EXERCISE OBJECTIVE :: Begin with the line containing "Query: sundance institute logo" and reproduce it and all later lines exactly, through the last line of the records. Add nothing else.

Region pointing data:
▼

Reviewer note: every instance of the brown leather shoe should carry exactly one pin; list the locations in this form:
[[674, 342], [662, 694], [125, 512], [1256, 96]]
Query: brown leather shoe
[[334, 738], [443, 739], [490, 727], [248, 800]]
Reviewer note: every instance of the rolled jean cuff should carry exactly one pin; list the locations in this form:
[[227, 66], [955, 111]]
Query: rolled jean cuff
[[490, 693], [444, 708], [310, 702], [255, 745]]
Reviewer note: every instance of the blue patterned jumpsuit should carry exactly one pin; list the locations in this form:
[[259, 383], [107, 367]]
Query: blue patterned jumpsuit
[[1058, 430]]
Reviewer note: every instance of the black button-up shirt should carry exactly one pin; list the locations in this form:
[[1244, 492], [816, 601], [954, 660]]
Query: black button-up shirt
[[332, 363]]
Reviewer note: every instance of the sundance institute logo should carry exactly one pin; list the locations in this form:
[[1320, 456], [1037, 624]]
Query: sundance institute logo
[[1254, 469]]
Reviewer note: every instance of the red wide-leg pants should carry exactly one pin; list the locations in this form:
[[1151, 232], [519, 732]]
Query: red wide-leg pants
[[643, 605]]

▲

OUTPUT FOR THIS EXERCISE ::
Query: sundance institute logo
[[1254, 469]]
Reviewer note: every instance of the red wide-leg pants should carry exactly one pin; list the locations in this form:
[[1151, 232], [519, 732]]
Query: red wide-leg pants
[[643, 605]]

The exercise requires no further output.